CHALLENGE = Count the lines in the data below that contain the word "woman", and reply with the number alone.

TASK INPUTS =
::::::
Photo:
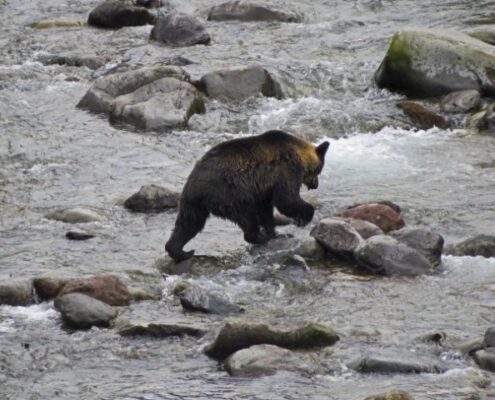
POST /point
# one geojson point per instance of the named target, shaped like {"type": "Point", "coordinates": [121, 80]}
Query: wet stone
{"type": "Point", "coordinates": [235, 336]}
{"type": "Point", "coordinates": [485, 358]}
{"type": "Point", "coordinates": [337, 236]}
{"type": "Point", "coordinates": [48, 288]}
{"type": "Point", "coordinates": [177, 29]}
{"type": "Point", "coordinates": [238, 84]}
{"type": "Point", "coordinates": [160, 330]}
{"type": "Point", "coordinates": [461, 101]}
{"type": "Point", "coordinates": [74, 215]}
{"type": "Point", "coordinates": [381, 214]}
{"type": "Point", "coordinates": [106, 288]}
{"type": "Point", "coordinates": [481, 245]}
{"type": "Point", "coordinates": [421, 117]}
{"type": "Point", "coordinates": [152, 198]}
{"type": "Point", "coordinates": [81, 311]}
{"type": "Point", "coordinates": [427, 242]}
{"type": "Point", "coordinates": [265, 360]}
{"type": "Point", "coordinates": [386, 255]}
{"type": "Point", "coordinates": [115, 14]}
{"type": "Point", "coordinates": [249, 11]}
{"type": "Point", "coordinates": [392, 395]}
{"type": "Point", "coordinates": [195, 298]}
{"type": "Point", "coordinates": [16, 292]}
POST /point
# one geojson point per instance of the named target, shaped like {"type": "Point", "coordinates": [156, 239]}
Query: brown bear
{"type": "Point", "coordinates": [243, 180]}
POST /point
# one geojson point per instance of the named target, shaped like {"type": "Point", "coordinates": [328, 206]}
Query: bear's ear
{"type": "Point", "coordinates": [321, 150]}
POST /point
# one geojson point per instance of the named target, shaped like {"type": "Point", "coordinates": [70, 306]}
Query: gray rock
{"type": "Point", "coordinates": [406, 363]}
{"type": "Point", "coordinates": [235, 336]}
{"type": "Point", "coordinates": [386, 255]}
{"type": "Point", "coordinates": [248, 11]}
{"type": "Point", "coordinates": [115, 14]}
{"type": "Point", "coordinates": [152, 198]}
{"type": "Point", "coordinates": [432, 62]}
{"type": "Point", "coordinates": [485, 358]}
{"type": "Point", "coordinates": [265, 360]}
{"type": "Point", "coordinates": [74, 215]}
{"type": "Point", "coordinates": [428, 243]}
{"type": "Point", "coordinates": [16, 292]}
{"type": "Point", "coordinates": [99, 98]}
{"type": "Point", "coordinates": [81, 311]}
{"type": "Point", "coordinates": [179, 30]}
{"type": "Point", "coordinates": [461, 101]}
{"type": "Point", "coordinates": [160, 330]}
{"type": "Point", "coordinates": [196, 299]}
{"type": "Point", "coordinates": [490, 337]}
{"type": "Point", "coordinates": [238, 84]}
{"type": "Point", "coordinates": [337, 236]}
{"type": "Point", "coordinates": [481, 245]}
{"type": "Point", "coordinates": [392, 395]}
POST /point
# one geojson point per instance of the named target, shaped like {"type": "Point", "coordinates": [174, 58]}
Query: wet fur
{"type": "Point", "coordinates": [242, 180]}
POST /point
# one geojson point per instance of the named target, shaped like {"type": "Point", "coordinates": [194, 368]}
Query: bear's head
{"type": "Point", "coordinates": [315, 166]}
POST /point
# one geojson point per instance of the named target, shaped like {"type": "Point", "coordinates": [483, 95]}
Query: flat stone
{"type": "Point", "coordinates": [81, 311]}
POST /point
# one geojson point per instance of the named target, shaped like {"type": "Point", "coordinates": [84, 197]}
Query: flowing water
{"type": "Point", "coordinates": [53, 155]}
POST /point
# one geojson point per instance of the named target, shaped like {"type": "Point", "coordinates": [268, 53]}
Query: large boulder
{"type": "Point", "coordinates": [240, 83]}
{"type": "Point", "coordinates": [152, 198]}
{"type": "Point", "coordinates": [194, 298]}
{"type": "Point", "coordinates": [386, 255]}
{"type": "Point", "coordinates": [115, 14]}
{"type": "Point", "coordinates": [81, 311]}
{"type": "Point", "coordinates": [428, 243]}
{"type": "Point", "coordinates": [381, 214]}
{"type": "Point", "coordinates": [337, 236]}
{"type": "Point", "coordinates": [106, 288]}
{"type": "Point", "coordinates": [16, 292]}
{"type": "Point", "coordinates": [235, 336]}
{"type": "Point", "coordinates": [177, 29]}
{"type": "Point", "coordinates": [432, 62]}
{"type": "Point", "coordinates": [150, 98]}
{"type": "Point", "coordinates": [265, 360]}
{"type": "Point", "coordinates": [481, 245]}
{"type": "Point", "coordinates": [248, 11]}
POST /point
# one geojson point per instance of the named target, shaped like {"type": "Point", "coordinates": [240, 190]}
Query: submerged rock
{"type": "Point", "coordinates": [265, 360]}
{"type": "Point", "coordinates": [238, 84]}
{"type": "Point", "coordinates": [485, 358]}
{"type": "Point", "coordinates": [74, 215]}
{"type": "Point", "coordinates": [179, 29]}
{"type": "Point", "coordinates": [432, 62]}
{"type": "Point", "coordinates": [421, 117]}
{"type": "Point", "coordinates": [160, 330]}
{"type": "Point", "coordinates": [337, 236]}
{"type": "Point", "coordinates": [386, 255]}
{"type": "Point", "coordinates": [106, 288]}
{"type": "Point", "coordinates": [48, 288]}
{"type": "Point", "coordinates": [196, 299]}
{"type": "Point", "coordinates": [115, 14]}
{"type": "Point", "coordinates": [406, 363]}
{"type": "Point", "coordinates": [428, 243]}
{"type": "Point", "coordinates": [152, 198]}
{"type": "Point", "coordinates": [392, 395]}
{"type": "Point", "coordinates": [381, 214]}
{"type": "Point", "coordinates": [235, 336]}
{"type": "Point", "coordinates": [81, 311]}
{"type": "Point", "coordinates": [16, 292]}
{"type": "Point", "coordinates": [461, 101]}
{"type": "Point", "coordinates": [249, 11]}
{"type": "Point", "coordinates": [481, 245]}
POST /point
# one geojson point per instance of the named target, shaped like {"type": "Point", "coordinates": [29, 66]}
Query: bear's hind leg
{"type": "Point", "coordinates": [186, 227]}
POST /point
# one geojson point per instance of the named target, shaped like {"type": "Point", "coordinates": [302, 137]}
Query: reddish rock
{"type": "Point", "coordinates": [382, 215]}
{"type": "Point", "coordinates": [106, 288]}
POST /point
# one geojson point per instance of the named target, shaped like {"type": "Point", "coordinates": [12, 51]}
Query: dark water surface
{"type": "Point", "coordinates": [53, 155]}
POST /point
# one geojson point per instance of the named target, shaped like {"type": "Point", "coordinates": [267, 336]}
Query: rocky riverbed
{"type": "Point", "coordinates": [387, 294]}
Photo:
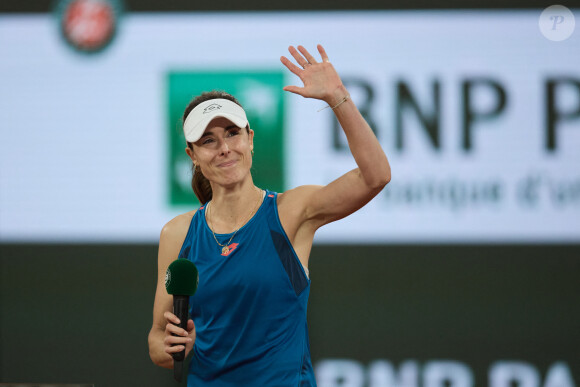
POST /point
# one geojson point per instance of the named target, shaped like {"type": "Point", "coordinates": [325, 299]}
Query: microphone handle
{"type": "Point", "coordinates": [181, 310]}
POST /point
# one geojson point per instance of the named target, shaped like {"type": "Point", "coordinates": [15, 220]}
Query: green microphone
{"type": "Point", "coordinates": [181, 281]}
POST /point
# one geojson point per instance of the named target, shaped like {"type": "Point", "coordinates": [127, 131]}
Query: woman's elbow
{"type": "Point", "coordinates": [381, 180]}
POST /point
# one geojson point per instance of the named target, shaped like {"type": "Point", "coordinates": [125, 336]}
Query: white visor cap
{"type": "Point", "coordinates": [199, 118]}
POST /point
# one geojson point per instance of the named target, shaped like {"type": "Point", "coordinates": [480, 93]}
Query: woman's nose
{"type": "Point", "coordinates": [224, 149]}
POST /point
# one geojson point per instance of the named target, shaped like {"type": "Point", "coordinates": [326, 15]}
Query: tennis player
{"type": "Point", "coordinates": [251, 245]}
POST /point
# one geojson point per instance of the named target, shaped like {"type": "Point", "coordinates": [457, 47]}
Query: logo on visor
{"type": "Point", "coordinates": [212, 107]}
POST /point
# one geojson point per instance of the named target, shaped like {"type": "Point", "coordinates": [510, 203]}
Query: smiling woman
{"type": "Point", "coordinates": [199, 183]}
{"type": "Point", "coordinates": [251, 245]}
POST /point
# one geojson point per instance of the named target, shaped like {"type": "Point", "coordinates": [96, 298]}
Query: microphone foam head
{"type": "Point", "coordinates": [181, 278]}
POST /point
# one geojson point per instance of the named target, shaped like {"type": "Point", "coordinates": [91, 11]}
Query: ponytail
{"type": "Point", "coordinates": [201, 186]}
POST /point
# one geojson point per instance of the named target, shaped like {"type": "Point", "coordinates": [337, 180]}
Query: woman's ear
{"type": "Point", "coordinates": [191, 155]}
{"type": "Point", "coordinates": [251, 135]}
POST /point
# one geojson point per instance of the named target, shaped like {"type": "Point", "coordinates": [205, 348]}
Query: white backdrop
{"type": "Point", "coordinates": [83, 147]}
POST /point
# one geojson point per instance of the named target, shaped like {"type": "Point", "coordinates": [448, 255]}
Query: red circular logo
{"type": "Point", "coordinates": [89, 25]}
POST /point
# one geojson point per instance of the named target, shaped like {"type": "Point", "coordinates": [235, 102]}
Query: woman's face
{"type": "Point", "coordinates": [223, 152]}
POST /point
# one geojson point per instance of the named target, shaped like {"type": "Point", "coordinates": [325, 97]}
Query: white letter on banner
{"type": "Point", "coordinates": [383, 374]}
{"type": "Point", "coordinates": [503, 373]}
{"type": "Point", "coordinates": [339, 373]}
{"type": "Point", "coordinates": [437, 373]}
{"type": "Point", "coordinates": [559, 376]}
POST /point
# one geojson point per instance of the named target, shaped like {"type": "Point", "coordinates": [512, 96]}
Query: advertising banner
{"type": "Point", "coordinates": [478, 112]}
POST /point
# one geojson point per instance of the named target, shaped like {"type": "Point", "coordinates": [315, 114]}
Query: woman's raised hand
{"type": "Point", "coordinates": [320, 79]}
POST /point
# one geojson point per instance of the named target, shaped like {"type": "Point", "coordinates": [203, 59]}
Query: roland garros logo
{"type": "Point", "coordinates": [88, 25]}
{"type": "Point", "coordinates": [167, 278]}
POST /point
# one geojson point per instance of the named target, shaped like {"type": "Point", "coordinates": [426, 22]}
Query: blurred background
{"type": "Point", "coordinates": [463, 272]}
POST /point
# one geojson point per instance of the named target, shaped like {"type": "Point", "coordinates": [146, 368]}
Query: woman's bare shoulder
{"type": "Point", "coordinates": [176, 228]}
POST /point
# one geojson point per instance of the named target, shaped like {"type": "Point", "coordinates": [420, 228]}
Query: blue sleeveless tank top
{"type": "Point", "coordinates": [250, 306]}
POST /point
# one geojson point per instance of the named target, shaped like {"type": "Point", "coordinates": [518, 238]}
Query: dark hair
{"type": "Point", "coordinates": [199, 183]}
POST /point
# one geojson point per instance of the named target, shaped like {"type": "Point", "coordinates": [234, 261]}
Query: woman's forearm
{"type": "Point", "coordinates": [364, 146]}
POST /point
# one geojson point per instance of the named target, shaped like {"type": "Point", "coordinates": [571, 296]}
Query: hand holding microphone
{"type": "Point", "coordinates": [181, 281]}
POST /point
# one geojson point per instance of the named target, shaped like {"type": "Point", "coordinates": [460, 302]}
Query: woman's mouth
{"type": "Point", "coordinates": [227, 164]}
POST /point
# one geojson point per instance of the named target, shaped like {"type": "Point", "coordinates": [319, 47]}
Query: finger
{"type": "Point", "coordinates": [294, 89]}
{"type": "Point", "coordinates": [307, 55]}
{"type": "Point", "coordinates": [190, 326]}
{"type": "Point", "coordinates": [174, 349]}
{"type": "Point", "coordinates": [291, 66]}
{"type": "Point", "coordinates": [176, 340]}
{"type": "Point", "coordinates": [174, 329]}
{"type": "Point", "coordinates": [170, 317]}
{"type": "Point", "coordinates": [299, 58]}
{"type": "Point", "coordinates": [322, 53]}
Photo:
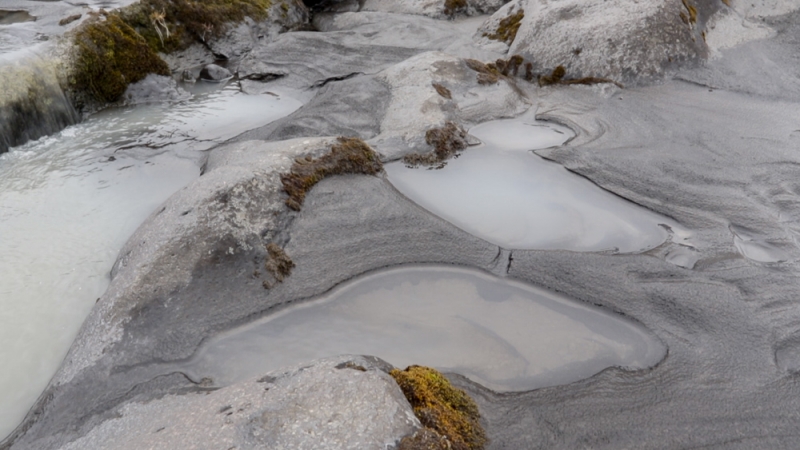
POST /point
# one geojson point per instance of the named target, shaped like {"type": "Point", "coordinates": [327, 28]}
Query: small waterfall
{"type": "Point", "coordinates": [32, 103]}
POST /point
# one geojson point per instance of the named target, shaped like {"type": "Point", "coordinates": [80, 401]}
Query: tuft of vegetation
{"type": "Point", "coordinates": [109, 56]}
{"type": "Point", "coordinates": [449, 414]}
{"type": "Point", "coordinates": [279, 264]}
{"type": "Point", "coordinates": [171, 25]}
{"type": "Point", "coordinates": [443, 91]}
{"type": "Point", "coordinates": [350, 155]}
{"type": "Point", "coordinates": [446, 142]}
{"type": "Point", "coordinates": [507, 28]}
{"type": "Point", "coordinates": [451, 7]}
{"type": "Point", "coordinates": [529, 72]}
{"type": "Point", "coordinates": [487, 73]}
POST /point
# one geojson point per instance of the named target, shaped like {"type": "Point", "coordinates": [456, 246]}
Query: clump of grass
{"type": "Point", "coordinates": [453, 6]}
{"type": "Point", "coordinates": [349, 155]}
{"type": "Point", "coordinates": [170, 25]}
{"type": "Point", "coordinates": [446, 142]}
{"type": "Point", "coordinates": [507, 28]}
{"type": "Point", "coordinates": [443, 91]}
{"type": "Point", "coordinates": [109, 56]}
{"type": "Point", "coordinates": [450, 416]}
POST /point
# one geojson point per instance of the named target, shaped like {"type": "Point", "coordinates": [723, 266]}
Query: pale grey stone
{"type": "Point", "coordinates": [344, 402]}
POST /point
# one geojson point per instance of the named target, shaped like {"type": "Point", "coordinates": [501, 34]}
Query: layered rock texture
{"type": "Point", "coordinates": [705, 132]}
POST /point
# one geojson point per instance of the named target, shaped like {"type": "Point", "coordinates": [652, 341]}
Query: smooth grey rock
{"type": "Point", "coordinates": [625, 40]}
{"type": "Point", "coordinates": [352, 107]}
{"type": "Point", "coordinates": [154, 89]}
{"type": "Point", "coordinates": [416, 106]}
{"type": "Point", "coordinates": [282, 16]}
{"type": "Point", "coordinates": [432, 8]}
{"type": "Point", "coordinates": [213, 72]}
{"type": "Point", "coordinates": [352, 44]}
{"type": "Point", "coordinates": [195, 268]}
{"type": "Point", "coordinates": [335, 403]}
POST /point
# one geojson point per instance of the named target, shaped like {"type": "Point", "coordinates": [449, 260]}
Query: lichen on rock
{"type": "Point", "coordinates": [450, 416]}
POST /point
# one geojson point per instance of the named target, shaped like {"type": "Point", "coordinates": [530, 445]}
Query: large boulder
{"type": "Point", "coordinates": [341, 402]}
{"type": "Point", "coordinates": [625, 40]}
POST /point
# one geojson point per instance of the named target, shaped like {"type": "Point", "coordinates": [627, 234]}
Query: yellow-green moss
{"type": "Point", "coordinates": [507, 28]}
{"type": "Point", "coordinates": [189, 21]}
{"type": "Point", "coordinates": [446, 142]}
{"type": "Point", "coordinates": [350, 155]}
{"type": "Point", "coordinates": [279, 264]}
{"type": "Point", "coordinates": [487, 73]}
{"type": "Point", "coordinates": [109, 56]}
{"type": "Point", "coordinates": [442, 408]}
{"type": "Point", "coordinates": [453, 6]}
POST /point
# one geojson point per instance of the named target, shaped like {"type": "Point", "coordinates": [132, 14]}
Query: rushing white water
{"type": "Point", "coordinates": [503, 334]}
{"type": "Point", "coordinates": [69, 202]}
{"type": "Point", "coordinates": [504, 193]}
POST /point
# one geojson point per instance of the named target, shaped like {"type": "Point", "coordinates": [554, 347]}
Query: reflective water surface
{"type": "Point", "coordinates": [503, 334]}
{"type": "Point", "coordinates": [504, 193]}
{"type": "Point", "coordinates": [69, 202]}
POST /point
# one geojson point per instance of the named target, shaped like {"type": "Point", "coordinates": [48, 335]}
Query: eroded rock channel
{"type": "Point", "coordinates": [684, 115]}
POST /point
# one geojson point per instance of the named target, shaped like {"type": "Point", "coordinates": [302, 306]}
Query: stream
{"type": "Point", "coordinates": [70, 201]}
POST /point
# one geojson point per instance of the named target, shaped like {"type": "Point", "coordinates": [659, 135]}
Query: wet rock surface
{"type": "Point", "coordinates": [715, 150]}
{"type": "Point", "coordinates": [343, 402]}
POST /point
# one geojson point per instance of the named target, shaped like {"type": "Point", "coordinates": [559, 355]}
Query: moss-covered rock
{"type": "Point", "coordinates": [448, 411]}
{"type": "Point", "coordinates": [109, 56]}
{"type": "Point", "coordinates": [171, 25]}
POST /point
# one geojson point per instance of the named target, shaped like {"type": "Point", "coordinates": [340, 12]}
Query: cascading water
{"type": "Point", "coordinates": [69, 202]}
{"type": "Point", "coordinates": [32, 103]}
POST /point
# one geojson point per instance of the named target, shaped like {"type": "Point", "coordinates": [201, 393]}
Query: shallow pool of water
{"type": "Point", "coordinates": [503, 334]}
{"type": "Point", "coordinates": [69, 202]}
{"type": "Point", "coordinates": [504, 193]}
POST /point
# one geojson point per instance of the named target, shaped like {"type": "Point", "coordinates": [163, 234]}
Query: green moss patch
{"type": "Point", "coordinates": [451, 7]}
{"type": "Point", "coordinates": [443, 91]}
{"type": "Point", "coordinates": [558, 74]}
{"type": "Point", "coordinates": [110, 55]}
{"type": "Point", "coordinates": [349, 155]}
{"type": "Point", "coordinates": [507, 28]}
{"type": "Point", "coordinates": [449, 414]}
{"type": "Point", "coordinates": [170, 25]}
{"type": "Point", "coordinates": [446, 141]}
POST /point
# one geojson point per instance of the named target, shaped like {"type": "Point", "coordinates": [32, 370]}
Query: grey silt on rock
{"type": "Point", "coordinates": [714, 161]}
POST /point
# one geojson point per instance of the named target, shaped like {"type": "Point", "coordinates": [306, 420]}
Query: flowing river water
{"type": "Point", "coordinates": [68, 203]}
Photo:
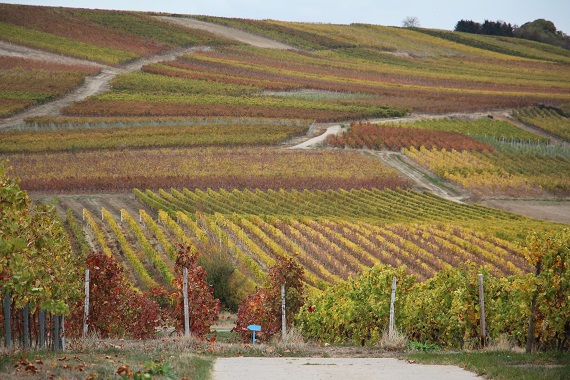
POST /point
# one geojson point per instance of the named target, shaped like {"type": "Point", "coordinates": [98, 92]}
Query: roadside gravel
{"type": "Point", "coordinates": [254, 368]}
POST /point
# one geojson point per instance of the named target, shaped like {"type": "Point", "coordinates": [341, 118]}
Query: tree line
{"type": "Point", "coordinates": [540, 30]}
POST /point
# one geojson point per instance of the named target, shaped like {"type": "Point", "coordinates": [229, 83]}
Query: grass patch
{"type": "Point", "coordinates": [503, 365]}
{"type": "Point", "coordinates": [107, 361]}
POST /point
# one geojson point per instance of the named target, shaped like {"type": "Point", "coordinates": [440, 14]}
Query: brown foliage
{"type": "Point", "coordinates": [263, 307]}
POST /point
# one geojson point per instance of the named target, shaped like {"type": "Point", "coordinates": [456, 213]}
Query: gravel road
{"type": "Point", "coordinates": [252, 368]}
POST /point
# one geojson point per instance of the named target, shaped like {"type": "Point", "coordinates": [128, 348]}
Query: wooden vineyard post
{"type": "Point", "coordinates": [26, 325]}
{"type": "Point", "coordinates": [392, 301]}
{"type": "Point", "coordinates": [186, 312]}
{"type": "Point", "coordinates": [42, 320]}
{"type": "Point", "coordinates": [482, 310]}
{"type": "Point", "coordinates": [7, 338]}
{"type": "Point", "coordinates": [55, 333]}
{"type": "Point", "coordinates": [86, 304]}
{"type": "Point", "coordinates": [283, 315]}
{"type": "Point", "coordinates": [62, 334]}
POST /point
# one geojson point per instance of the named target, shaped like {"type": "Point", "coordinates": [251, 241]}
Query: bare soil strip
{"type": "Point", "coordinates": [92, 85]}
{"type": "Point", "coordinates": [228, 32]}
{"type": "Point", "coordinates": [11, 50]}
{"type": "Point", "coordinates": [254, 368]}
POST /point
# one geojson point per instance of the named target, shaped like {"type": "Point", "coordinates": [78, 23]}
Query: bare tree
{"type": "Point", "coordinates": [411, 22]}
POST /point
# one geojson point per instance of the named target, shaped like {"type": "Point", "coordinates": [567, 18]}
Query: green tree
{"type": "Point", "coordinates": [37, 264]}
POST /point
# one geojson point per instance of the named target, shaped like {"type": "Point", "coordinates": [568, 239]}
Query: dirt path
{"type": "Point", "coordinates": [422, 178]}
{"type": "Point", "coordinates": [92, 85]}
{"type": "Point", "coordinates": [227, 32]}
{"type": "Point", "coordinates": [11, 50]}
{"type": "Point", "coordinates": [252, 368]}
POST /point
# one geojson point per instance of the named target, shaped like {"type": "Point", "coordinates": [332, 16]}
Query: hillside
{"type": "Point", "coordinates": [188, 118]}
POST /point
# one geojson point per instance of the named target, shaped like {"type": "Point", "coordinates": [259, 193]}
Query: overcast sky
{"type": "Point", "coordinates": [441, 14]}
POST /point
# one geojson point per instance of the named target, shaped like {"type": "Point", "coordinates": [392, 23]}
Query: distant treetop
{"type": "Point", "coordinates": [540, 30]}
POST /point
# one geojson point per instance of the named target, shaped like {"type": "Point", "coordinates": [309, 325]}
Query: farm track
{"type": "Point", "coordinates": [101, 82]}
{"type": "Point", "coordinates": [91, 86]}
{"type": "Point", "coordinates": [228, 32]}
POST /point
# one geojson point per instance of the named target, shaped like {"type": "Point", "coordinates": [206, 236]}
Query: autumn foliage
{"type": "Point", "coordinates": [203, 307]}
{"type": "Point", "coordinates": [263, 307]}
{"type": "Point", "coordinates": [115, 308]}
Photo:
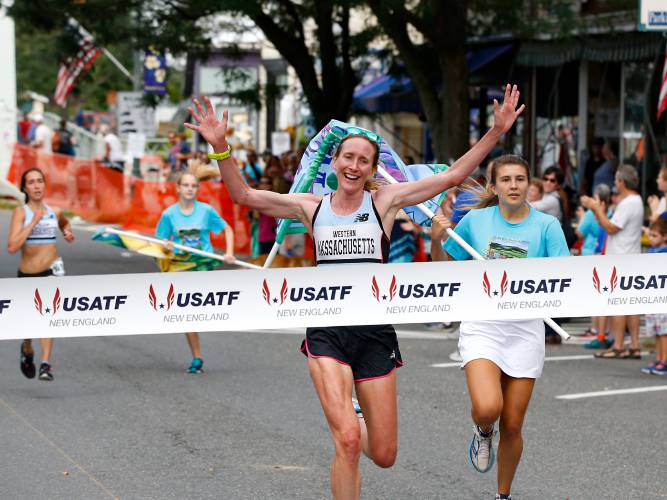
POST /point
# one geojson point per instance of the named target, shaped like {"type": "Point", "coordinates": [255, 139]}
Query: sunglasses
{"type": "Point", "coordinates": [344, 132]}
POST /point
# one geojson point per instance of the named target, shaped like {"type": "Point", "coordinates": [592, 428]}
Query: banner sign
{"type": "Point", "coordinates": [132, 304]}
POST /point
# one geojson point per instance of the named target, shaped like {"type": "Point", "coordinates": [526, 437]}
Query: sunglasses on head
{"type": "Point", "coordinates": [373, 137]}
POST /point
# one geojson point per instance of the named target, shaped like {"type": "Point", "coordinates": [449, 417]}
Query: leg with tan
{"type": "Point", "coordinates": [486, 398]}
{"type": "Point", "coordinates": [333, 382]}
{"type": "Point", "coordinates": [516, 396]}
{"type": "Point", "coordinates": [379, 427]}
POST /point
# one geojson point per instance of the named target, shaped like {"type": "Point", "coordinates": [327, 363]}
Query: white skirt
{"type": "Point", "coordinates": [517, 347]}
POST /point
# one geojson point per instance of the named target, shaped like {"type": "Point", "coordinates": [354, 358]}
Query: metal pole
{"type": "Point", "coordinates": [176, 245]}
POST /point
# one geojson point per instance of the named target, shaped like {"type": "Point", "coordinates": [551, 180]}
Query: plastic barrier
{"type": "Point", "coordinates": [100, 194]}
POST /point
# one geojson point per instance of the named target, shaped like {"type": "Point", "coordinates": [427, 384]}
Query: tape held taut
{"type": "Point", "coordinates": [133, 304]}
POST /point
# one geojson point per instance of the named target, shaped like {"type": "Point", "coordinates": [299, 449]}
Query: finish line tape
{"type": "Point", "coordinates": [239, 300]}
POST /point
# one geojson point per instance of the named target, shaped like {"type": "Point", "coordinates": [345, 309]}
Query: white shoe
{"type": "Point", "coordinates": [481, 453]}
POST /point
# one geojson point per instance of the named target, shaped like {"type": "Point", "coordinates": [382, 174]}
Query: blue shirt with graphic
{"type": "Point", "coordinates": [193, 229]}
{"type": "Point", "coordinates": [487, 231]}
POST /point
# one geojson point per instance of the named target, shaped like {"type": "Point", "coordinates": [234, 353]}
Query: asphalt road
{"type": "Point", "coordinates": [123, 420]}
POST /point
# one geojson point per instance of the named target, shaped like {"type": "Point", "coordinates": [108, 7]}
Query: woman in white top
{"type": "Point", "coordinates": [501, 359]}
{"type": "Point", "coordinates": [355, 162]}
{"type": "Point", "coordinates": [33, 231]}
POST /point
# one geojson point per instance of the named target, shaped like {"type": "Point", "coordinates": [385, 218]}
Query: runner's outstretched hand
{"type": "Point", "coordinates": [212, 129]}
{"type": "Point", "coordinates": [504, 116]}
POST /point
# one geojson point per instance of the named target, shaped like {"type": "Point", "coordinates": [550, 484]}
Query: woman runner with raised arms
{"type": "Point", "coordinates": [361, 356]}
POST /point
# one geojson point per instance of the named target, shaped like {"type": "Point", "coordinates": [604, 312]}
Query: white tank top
::::::
COMPLETE RESPONSE = 11